Work instruction
Please extend the article about the UN study of lethal autonomous weapons systems, starting right after its final sentence.

Page excerpt
+ + + + + + +
December 2023 Digital Magazine
December 2023 Digital Magazine
The First Committee of the UN General Assembly has called for a comprehensive study of lethal autonomous weapons systems, which some see as a first step to international regulations.
December 2023
By Michael T. Klare
The First Committee of the UN General Assembly, which is responsible for international security and disarmament affairs, has adopted a draft resolution calling for the secretary-general to conduct a comprehensive study of lethal autonomous weapons systems.
The measure was approved on Oct. 12 by an overwhelming 164-5 vote, suggesting that it will be adopted by the full assembly before it adjourns in December. Eight UN member states abstained.
The committee action marked the first time that the UN has addressed the issue of lethal autonomous weapons systems, which are governed by artificial intelligence (AI) rather than human operators.
In conducting the study, the secretary-general is instructed to consult the views of member states and civil society “on ways to address the related challenges and concerns they raise [regarding the use of autonomous weapons] from humanitarian, legal, security, technological and ethical perspectives.”
A final report is to be readied for the 2024 session of the General Assembly, where further action on these systems
is expected.
“The objective is obviously to move forward on regulating autonomous weapons systems,” Alexander Kmentt, director of disarmament, arms control, and nonproliferation in the Austrian Foreign Affairs Ministry, told Arms Control Today in an email. “The resolution makes it clear that the overwhelming majority of states wants to address this issue with urgency.” Austria was one of the lead sponsors of the proposed measure.
In calling for the study, the resolution notes that considerable disquiet has arisen among UN member states over the ethical, legal, and humanitarian implications of deploying machines with the capacity to take human lives. Concerns also have emerged over the “impact of autonomous weapon systems on global security and regional and international stability,” the resolution states. In seeking the views of member states and civil society on the use of such systems, the secretary-general is specifically instructed to solicit feedback on those concerns.
Although the resolution would not impose any specific limitations on the use of these systems, as some governments and civil society organizations have demanded, it demonstrates the desire of many states to create options for more vigorous UN action on the topic.
Until now, international efforts to control the development and deployment of autonomous weapons systems have centered largely around negotiations in Geneva to ban such systems in accordance with the Convention on Certain Conventional Weapons (CCW). That treaty is designed to prohibit or restrict the use of munitions that cause unnecessary or unjustifiable suffering to combatants or indiscriminately affect civilians.
+ + + + + + +
Items from a data source
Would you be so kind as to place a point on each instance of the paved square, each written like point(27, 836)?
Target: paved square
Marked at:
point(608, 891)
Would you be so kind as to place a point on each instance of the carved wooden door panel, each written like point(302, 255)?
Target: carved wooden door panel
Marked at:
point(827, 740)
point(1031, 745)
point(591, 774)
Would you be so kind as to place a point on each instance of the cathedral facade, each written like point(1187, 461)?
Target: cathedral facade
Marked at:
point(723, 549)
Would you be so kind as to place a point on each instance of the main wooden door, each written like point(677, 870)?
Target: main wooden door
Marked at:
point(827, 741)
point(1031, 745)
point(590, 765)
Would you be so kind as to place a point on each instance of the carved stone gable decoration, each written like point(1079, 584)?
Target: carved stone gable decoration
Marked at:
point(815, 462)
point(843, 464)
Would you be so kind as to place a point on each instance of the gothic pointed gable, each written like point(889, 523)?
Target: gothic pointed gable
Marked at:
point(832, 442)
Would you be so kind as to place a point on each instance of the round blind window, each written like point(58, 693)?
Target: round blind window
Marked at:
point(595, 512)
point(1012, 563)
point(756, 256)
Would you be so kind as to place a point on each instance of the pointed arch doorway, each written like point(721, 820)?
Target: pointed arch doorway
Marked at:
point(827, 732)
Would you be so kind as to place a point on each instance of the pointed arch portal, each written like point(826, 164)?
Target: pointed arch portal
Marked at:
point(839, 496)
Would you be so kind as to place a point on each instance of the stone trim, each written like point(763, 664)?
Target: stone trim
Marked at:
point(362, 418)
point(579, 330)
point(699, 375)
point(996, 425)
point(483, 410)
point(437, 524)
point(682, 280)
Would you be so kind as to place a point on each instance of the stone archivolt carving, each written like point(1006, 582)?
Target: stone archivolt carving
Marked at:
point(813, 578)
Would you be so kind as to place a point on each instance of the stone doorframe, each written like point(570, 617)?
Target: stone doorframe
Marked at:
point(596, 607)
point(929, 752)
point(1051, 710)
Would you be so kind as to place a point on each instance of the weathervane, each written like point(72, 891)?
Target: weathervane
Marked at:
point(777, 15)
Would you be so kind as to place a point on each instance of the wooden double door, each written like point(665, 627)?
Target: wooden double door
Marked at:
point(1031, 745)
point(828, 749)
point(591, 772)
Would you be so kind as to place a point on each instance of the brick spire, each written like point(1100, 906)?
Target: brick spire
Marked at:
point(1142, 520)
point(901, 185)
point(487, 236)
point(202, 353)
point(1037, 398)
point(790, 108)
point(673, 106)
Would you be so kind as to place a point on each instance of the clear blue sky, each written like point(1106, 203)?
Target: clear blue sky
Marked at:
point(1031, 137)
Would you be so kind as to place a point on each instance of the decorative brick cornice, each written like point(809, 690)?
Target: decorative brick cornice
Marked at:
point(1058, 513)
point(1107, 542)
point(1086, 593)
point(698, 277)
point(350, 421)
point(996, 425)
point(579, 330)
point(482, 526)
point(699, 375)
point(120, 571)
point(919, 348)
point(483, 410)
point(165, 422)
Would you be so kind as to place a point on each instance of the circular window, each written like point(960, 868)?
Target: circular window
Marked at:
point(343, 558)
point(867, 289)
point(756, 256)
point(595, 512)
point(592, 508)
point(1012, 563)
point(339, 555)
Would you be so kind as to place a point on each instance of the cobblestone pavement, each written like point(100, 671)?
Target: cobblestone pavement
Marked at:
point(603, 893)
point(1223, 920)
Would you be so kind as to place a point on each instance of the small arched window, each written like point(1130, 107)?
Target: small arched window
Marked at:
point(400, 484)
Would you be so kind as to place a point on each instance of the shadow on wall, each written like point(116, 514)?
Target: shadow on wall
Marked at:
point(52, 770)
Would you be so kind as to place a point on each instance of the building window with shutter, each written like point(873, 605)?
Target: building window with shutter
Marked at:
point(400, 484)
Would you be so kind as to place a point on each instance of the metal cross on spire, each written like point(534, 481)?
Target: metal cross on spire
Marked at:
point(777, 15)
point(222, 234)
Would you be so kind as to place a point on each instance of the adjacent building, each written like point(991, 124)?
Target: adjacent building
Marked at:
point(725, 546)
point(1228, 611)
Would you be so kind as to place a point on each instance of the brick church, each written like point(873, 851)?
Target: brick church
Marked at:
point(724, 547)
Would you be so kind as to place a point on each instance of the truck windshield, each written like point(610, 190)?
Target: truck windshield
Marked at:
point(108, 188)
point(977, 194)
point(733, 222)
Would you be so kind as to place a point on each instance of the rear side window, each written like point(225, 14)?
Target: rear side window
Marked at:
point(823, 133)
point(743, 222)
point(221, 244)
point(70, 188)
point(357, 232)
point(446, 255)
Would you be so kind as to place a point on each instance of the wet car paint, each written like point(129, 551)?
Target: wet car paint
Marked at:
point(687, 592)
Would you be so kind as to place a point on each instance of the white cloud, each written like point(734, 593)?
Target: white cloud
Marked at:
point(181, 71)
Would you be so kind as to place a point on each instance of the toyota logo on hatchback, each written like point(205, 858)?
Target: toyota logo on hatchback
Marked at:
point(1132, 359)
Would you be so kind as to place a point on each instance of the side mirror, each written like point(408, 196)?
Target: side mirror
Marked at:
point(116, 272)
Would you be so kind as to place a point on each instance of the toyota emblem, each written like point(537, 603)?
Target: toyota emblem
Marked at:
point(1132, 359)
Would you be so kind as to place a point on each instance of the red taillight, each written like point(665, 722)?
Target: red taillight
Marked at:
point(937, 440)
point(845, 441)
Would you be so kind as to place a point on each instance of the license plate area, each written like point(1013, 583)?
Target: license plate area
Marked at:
+ + + + + + +
Your response
Civil society organizations, including the International Committee of the Red Cross and the Campaign to Stop Killer Robots, have joined with representatives of Austria, Brazil, Chile, Mexico, and numerous other governments to press for the adoption of an “additional protocol” under the CCW restricting the use of lethal autonomous weapons systems or banning them altogether. But because decisions at meetings of the treaty’s state-parties are made by consensus, Russian and U.S. opposition to binding measures in this area has stymied these efforts. (See ACT, April 2023.)
In light of this impasse, proponents of a ban or restrictions on these systems have turned to the General Assembly as a potential arena for achieving progress on the issue because decisions there are made by majority vote, not consensus, and support for such measures appears to be strong, given the lopsided vote in favor of the Oct. 12 resolution.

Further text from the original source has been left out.